▶ [Natural language region descriptions]
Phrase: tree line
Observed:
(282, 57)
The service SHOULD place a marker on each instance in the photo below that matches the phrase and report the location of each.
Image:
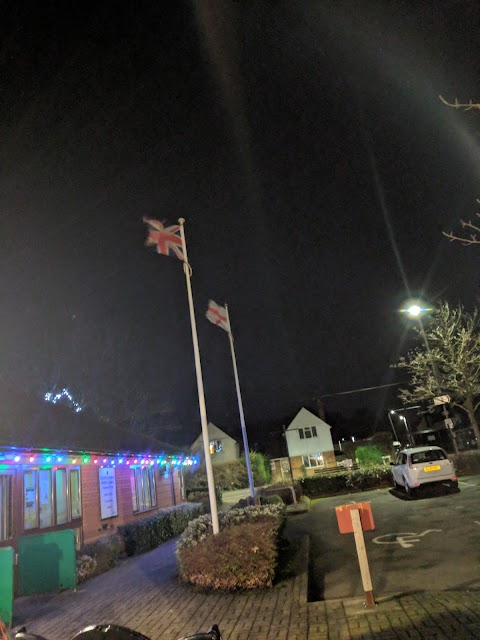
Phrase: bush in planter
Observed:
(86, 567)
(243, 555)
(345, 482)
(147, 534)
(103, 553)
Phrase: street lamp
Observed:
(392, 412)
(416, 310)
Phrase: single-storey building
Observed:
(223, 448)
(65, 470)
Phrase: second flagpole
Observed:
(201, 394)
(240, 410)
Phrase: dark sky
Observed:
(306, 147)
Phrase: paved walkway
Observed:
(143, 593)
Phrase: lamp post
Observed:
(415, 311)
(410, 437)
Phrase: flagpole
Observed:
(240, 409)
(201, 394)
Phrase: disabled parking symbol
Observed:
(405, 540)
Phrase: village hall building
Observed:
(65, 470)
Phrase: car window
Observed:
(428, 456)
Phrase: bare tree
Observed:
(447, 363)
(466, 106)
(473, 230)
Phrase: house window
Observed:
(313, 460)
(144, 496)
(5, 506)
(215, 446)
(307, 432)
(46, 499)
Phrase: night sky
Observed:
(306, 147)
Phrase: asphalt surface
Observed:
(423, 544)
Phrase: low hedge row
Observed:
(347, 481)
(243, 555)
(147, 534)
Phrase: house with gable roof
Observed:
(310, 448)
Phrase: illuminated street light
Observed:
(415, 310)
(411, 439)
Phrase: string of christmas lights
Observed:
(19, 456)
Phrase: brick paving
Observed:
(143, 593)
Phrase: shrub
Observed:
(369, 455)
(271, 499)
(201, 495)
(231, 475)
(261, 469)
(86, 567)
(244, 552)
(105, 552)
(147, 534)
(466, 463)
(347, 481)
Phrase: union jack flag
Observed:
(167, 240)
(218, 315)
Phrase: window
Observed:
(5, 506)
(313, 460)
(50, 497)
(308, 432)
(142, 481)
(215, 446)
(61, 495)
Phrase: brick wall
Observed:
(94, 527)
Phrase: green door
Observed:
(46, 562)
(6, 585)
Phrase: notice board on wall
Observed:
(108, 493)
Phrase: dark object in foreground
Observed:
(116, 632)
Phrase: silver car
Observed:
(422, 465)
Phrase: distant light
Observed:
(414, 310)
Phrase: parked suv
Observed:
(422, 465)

--

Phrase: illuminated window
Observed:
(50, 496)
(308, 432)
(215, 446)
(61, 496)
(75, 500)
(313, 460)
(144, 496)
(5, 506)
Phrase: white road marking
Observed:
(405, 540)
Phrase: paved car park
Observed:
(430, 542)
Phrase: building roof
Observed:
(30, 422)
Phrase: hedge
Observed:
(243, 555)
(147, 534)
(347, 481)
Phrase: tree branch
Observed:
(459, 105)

* * *

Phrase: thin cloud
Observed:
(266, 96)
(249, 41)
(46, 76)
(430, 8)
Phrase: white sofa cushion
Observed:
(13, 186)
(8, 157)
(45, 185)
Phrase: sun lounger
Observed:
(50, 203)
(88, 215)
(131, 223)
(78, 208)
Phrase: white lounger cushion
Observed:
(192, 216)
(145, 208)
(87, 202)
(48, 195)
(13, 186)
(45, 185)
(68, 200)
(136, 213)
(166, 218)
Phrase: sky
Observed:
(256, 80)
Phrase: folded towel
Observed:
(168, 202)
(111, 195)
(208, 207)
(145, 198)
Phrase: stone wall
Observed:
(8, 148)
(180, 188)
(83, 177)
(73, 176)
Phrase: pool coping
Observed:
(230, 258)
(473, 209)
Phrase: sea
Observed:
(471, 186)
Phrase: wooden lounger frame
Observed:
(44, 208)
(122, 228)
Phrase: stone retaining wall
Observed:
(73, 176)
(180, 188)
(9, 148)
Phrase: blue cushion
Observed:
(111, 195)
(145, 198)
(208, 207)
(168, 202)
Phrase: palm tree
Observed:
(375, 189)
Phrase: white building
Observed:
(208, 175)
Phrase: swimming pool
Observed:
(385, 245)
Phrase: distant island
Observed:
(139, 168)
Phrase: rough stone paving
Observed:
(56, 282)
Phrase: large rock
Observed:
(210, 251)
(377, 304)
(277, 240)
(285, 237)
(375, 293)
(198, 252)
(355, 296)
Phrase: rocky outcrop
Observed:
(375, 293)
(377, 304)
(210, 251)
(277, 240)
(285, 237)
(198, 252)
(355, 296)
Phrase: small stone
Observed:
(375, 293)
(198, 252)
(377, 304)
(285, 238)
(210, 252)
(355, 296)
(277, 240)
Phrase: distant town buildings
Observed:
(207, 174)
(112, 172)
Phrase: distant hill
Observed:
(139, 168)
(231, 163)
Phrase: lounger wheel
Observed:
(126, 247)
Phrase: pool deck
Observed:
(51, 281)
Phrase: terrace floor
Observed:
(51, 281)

▶ [Directions for this task] Within the entries above, how many lines contain the word "cushion"? State the number only.

▶ [Task result] 3